▸ **Problem statement**
Repeat the material in full. Keep every line exactly as it is.

[Records of labeled points]
━━━━━━━━━━━━━━━━━━━━━━━━━━━━━━
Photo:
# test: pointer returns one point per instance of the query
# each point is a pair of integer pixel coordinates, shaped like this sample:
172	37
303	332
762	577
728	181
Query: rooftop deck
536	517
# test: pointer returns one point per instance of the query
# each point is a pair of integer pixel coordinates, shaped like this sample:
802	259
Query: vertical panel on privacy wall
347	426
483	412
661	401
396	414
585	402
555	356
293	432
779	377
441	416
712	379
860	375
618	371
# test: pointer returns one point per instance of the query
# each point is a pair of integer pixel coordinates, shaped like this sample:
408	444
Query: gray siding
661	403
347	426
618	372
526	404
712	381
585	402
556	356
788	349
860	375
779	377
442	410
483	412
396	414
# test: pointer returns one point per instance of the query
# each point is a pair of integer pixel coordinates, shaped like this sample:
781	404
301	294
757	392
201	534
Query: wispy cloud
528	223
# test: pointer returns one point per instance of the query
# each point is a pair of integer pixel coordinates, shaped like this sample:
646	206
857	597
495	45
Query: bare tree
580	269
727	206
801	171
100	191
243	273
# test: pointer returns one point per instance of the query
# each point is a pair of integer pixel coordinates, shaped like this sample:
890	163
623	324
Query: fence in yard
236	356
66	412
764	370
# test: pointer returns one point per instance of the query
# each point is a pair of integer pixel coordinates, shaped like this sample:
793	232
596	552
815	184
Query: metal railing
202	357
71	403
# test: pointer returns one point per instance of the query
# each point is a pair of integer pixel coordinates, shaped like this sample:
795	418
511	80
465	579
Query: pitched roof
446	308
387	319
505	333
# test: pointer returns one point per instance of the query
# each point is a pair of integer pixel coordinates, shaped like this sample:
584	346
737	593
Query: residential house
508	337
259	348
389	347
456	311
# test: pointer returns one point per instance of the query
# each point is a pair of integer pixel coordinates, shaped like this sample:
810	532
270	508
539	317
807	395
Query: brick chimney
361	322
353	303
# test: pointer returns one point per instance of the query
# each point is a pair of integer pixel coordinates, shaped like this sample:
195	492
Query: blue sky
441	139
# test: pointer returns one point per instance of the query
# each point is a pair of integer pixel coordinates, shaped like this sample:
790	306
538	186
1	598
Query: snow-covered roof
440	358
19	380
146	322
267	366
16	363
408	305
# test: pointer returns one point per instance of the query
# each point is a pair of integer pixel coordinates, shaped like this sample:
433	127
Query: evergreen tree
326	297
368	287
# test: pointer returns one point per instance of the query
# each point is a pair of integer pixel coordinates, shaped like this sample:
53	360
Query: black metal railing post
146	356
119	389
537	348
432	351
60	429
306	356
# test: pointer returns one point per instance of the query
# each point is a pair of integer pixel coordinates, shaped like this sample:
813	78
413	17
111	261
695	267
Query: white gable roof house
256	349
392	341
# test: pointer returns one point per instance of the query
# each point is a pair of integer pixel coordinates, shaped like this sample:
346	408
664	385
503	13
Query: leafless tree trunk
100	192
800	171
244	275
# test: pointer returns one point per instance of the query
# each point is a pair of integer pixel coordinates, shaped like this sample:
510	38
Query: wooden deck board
━━━━━━━━━━━━━━━━━━━━━━━━━━━━━━
▸ **Solution for this exercise**
Photo:
# test: pointer returns one point per instance of the query
# each point is a pair of integer pixel coordinates, shaped like this sample:
172	37
303	332
762	577
728	181
Query: rooftop deck
536	517
# test: pointer returns one point per instance of the query
# each point is a pair of integer pixel coordinates, shaped like this sample:
802	259
Query: vertical panel on privacy wall
347	426
483	412
661	401
396	414
585	402
555	356
293	432
779	377
441	416
712	379
860	375
618	371
# test: pointer returns one point per instance of the query
# each point is a pair of integer pixel coordinates, shaped like this sample:
408	444
Query: gray siding
661	403
347	426
618	372
526	404
712	381
585	402
556	356
788	349
860	375
779	377
442	410
483	412
396	414
# test: pointer returns one point per instance of the query
# each point is a pair of integer pixel coordinates, shaped like this sample:
781	404
301	294
757	392
201	534
Query: wispy cloud
528	223
# test: pointer returns one point per instance of the query
# each point is a pair of integer pixel coordinates, shaped like this sample:
646	206
857	597
495	45
Query: bare tree
580	269
727	206
801	171
100	191
243	273
# test: pointer returns one point per instance of the query
# each point is a pair of integer pixel coordinates, shaped like this sample:
890	163
623	324
Query: fence in yard
236	356
66	412
764	370
# test: pointer returns one point per instance of the query
# each point is a pair of integer pixel coordinates, shaped like this sample:
793	232
596	552
815	184
Query: metal railing
202	357
71	403
# test: pointer returns one point per instance of the query
# each point is a pair of integer pixel coordinates, shaped like this sample:
795	418
511	80
465	579
Query: pitched roof
446	308
387	319
505	333
# test: pointer returns one point per instance of the query
# each point is a pair of integer pixel coordinates, shaped like this sample:
584	346
737	593
Query: residential house
508	337
259	348
389	347
456	311
# test: pointer returns one point per instance of the query
# each point is a pair of integer pixel coordinates, shaped like this sample:
810	532
270	508
539	317
807	395
Query: brick chimney
361	322
353	303
# test: pointer returns one point per instance of the query
# each point is a pair of integer pixel coordinates, shaped like this sample:
195	492
Query: blue sky
441	139
# test: pointer returns one point per instance of the query
# each point is a pair of integer pixel coordinates, shaped like this sample:
790	306
538	186
1	598
Query: snow-covered roof
440	358
19	380
146	322
267	366
16	363
408	305
# test: pointer returns one point per instance of the query
# each point is a pair of integer pixel coordinates, shaped like this sample:
433	127
Query: evergreen tree
326	297
368	287
# test: pointer returns one point per instance of the query
# each point is a pair of integer pixel coordinates, shaped like this sample:
53	360
Query: black metal railing post
146	356
119	389
537	348
432	351
60	429
306	356
# test: pointer returns one point per instance of the query
# each point is a pair of integer pixel coordinates, shaped like this sample:
813	78
413	17
111	261
695	267
Query: white gable roof house
256	349
392	341
# test: pointer returns one point per instance of the query
# each point is a pair of integer pixel coordinates, shaped like this sample:
346	408
664	385
503	13
Query: leafless tree trunk
100	192
800	171
244	275
# test: pointer returns one point per instance of the query
# each point is a pair of integer pixel coordinates, shaped like this sample:
510	38
Query: wooden deck board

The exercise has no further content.